*SUPPLIED TEXT*
※
Actually, we know some other things:

1. Something should have set the bit and started IO.
2. The callback meant to clear that bit has been executed yet.
3. We want to find out who is responsible for that callback. i.e. We want stack traces of all other threads.

It is possible that the thread handling the callback deadlocked. In that case, backtraces of the other threads should suggest the possibility. Reviewing the backtraces is *much* easier without the added noise of the historical stack frames and in all likelihood, the person doing that review would catch the problem faster when they do reveal the issue. There is also no possibility of it being present in those traces, but missed because of the noise from these frames.

>
> Now lets take a look at a 'verbose' entry of the same lockup, that
> also outputs other entries that 'look like' kernel text addresses:
>
> Call Trace:
> [<79018d24>] arch_trigger_all_cpu_backtrace+0x3c/0x64
> [<7916a34c>] do_raw_spin_lock+0xb7/0xe8
> [<792b9412>] _raw_spin_lock_irqsave+0x35/0x3e
> [<790391e8>] ? prepare_to_wait+0x18/0x57
> [<790391e8>] prepare_to_wait+0x18/0x57
> [<7914a320>] ? generic_make_request+0x80/0xb5
> [<790e4f30>] ? unmap_underlying_metadata+0x2e/0x2e
> [<792b7158>] __wait_on_bit+0x20/0x5f
> [<7914a427>] ? submit_bio+0xd2/0xfb
> [<792b71eb>] out_of_line_wait_on_bit+0x54/0x5c
> [<790e4f30>] ? unmap_underlying_metadata+0x2e/0x2e
> [<79039086>] ? autoremove_wake_function+0x31/0x31
> [<790e4eff>] __wait_on_buffer+0x1b/0x1e
> [<7910f615>] __ext3_get_inode_loc+0x1ef/0x254
> [<7911015f>] ext3_iget+0x45/0x346
> [<79114e03>] ext3_lookup+0x97/0xa6
> [<790c9c0e>] lookup_real+0x20/0x35
> [<790ca1d2>] __lookup_hash+0x2a/0x31
> [<790caa0e>] lookup_slow+0x36/0x8c
> [<790cbdda>] path_lookupat+0xf9/0x5c5
> [<790cc2c5>] filename_lookup+0x1f/0x84
> [<790cde98>] user_path_at_empty+0x3f/0x65
> [<790cdecb>] user_path_at+0xd/0xf
> [<790c6585>] vfs_fstatat+0x40/0x88
> [<7903f844>] ? lg_local_unlock+0x31/0x47
> [<790c65f8>] vfs_stat+0x13/0x15
> [<790c67e2>] sys_stat64+0x11/0x22
> [<790c3c47>] ? __fput+0x187/0x1a0
> [<792b9d37>] ? restore_all+0xf/0xf
> [<79165bb4>] ? trace_hardirqs_on_thunk+0xc/0x10
> [<792b9d04>] syscall_call+0x7/0xb
>
> Firstly, it's still easy to tell the true backtrace: ignore all the
> '?' entries.
>
> But the '?' entries also tell us something more: that recently this
> CPU submitted IO. That might or might not be suspected from the
> original trace, but from the 'extended' trace it's really obvious that
> IO activity happened before the lockup as well.
>
> There were many other examples in the past where '?' entries gave us
> clues about the nature of a bug: they represent a poor man's trace of
> what happened recently on that CPU.
>
> So it's useful information for hairy bugs and it would be sad to
> remove them.

It is true that this thread did block IO at some point in the past. It is also possible that block IO operation is related to this stack trace, but the many ways that those frames could get there makes it impossible to conclude that the operation is related. A few ways that occur to me are:

1. This could have gone onto the stack as a result of directory reclaim.
※
*RECORD LIST*

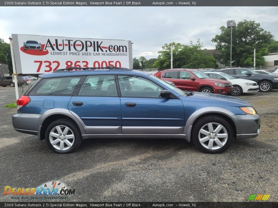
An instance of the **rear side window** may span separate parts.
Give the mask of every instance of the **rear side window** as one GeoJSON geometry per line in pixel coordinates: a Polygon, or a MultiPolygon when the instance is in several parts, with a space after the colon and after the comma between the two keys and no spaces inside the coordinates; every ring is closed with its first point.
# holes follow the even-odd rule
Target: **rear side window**
{"type": "Polygon", "coordinates": [[[43,79],[32,89],[30,95],[71,95],[74,89],[80,88],[79,77],[55,77],[43,79]]]}
{"type": "Polygon", "coordinates": [[[162,75],[162,77],[168,79],[178,79],[178,71],[164,72],[162,75]]]}
{"type": "Polygon", "coordinates": [[[88,76],[78,93],[78,95],[91,96],[118,96],[114,75],[88,76]]]}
※
Summarize the discussion of '?' entries in kernel call traces in two sentences.

*WRITTEN ANSWER*
The quoted writer shows a verbose trace of a lockup in which the true backtrace is found by ignoring the '?' entries, and argues that those entries reveal the CPU recently submitted IO, serving as a poor man's trace that helps with hairy bugs and should not be removed. The reply agrees that the thread did block IO at some point, but says the many ways those frames could get onto the stack make it impossible to conclude the operation is related, and that backtraces of other threads are much easier to review without the noise of the historical frames.